§ **GIVEN INSTRUCTION**
Give the data below again, word for word.

┄┄┄┄┄┄┄┄┄┄

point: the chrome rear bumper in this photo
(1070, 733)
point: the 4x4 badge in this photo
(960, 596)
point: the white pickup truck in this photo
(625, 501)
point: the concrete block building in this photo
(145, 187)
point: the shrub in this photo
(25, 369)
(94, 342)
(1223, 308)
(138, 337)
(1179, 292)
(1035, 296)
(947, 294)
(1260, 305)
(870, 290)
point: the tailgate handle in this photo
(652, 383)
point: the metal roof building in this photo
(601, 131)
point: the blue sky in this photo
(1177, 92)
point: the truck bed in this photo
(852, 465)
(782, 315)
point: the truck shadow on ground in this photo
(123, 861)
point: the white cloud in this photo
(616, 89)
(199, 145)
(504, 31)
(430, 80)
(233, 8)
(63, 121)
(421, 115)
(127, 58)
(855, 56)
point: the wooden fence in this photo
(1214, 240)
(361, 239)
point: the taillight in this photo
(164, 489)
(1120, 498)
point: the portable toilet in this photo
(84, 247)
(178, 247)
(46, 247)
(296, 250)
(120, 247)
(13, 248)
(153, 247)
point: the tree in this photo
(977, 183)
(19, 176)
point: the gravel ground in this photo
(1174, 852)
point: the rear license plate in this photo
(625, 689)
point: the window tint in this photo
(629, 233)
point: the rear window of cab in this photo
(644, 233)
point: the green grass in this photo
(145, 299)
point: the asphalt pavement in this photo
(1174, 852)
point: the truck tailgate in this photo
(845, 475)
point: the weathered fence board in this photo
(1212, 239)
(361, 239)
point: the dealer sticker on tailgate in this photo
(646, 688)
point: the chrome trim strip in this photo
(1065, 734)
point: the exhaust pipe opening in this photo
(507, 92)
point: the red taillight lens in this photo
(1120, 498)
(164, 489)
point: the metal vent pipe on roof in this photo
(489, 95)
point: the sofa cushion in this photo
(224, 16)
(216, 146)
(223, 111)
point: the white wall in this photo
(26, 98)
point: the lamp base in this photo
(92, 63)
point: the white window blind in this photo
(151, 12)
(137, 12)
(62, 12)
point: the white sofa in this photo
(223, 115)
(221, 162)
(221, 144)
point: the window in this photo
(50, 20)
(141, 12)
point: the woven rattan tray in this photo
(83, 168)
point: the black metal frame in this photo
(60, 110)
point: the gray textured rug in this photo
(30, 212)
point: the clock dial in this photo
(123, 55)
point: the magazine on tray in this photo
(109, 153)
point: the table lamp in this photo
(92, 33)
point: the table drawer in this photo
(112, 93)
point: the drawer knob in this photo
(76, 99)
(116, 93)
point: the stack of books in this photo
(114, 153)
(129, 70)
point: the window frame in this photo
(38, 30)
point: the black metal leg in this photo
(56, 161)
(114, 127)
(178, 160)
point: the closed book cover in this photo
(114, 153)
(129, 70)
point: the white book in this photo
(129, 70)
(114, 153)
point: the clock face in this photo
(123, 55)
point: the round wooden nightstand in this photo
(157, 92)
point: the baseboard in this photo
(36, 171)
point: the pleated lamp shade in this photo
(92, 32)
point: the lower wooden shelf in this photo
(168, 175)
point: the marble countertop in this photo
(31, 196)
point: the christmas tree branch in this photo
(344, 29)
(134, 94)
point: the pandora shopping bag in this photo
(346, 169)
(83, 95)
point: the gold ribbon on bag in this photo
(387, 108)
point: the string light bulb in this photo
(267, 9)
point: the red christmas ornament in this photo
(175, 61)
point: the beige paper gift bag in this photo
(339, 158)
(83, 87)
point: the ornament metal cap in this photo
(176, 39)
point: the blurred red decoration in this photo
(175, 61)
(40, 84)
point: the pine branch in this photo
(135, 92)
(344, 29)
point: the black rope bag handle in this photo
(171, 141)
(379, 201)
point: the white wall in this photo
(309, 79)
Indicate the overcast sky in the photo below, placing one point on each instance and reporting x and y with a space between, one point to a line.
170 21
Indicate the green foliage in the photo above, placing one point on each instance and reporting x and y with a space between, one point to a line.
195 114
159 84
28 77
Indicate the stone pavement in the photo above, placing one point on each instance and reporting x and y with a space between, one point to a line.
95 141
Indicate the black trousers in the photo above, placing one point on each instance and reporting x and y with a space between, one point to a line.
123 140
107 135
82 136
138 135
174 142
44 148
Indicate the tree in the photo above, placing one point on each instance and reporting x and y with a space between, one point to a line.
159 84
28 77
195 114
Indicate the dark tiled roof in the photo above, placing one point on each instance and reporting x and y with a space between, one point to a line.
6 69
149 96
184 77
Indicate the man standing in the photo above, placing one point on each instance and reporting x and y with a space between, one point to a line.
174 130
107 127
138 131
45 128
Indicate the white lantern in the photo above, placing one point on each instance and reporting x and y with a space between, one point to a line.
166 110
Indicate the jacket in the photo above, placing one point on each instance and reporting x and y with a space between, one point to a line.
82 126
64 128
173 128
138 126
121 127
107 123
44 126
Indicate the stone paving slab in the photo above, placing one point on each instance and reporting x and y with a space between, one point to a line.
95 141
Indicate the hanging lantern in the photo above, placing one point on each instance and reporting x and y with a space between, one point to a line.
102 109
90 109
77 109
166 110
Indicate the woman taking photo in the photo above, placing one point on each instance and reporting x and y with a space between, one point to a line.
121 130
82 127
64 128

┄┄┄┄┄┄┄┄┄┄

§ **RESULT OF THE TASK**
point: the chrome rear bumper in this photo
(1070, 733)
point: the 4x4 badge in this photo
(960, 596)
point: the white pickup truck in this photo
(625, 501)
point: the concrete block building in this photo
(145, 187)
point: the shrub in this photo
(25, 369)
(94, 342)
(1223, 308)
(138, 337)
(1179, 292)
(1035, 296)
(947, 294)
(1260, 305)
(870, 290)
point: the tailgate handle in this photo
(652, 383)
point: the metal roof building in this photo
(601, 131)
point: the blue sky in this photo
(1177, 92)
point: the truck bed in this photo
(852, 465)
(782, 315)
point: the truck shadow on ground in this photo
(123, 861)
point: the white cloud in this photo
(616, 89)
(199, 145)
(504, 31)
(430, 80)
(233, 8)
(63, 121)
(421, 115)
(127, 58)
(855, 56)
point: the wooden fence in this photo
(1214, 240)
(361, 239)
point: the taillight in this photo
(164, 489)
(1120, 498)
point: the portable toilet in this photo
(84, 247)
(178, 247)
(46, 247)
(296, 250)
(120, 247)
(13, 248)
(153, 247)
point: the tree in this photo
(977, 183)
(19, 176)
point: the gravel ground in this photo
(1174, 852)
point: the rear license plate in this photo
(625, 689)
point: the window tint in this photo
(629, 233)
point: the rear window of cab in this photo
(644, 233)
point: the green grass in this photo
(145, 299)
point: the asphalt pavement in this photo
(1174, 852)
point: the truck tailgate in this photo
(845, 475)
point: the weathered fence board in this photo
(1212, 239)
(361, 239)
point: the dealer sticker on tailgate in this photo
(646, 688)
point: the chrome trim strip in this photo
(1065, 734)
point: the exhaust pipe opening in this photo
(507, 92)
point: the red taillight lens in this photo
(1120, 498)
(164, 489)
point: the metal vent pipe on roof in this photo
(489, 95)
point: the sofa cushion in this photo
(224, 16)
(216, 146)
(223, 111)
point: the white wall in this photo
(26, 98)
point: the lamp base in this photo
(92, 63)
point: the white window blind in this photo
(151, 12)
(137, 12)
(62, 12)
point: the white sofa in this photo
(223, 115)
(221, 162)
(221, 144)
point: the window in this photo
(50, 20)
(141, 12)
point: the woven rattan tray in this photo
(83, 168)
point: the black metal frame in this photo
(60, 110)
point: the gray textured rug in this photo
(30, 212)
point: the clock dial in this photo
(123, 55)
point: the magazine on tray in this photo
(109, 153)
point: the table lamp in this photo
(92, 33)
point: the table drawer in this photo
(112, 93)
point: the drawer knob in this photo
(76, 99)
(116, 93)
point: the stack of books in this photo
(114, 153)
(129, 70)
point: the window frame in this photo
(38, 30)
point: the black metal leg in this photo
(56, 161)
(114, 127)
(178, 160)
point: the closed book cover in this photo
(114, 153)
(129, 70)
point: the white book in this photo
(129, 70)
(114, 153)
point: the clock face in this photo
(123, 55)
point: the round wooden nightstand in this photo
(157, 92)
point: the baseboard in this photo
(36, 171)
point: the pleated lamp shade in this photo
(92, 32)
point: the lower wooden shelf in this photo
(168, 175)
point: the marble countertop in this photo
(31, 196)
point: the christmas tree branch in this photo
(344, 29)
(134, 94)
point: the pandora shopping bag in this photo
(346, 169)
(83, 95)
point: the gold ribbon on bag in this photo
(387, 108)
point: the string light bulb in this photo
(267, 9)
point: the red christmas ornament in this photo
(175, 61)
point: the beige paper gift bag in this photo
(339, 158)
(83, 87)
point: the ornament metal cap in this photo
(176, 39)
point: the blurred red decoration in this photo
(175, 61)
(40, 84)
point: the pine branch in this photo
(135, 92)
(344, 29)
point: the black rope bag handle in this photo
(171, 141)
(379, 201)
point: the white wall in this photo
(309, 79)
Indicate the overcast sky in the photo below, placing one point on each instance and reporting x and y with a space between, one point to a line.
170 21
Indicate the green foliage in the photo above, placing one point on each instance and reporting x and y with a space between, one point to a line.
195 114
159 84
28 77
Indicate the stone pavement in the photo above, placing one point on each instance and reporting x and y with a space between, one point to a line.
95 141
Indicate the black trousers in the photo above, placing one point on each instance and reporting x and y with a space between, one point to a line.
123 140
107 135
82 136
138 135
174 142
44 148
Indicate the tree in the photo above, placing one point on each instance and reporting x and y with a space between, one point to a line.
159 84
28 77
195 114
Indicate the dark tiled roof in the photo above, placing one point on each instance and reporting x and y with a space between, one point to a line.
6 69
149 96
184 77
Indicate the man standing in the photo above, placing one point on each instance and reporting x and y with a space between, one point to a line.
174 130
107 127
138 131
45 128
Indicate the white lantern in the photo above, placing one point on each instance and reporting x and y with a space between, one point to a line.
166 110
Indicate the jacket in the photo above, placing one point on each instance and reporting x and y with a space between, one point to a line.
82 126
64 128
173 128
138 126
121 127
107 123
44 126
Indicate the stone paving slab in the photo above, placing one point on each instance and reporting x and y with a space between, one point to a line.
95 141
Indicate the hanging lantern in the photo above, placing one point on each instance and reporting x and y with a space between, one point to a line.
102 109
90 109
77 109
166 110
Indicate the woman taking photo in the photo above, placing one point on each instance and reporting x and y with a space between, one point to a line.
121 130
82 127
64 128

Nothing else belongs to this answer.